• [Raw data]:
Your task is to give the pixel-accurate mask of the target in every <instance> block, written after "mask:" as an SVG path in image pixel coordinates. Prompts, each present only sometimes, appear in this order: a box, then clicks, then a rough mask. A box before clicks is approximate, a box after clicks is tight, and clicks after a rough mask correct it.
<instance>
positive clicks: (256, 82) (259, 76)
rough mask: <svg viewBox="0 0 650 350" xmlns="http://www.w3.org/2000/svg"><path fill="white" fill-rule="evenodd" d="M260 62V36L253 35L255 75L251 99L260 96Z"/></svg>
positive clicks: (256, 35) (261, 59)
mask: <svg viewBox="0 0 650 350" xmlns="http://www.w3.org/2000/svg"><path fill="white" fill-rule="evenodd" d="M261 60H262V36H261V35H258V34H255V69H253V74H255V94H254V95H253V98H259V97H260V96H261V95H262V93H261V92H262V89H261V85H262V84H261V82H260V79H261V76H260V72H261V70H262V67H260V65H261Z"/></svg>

• [Exercise description]: Return every line from the entries above that contains the word "instance".

• [Response area]:
Your task is to give the pixel-accurate mask of the target in every <instance> block, written after "mask:" as an SVG path in image pixel coordinates. Prompts, each present only sometimes, appear in this order: a box, then clicks, then a rough mask. A box before clicks is approximate, a box after clicks is tight, and clicks after a rough mask correct it.
<instance>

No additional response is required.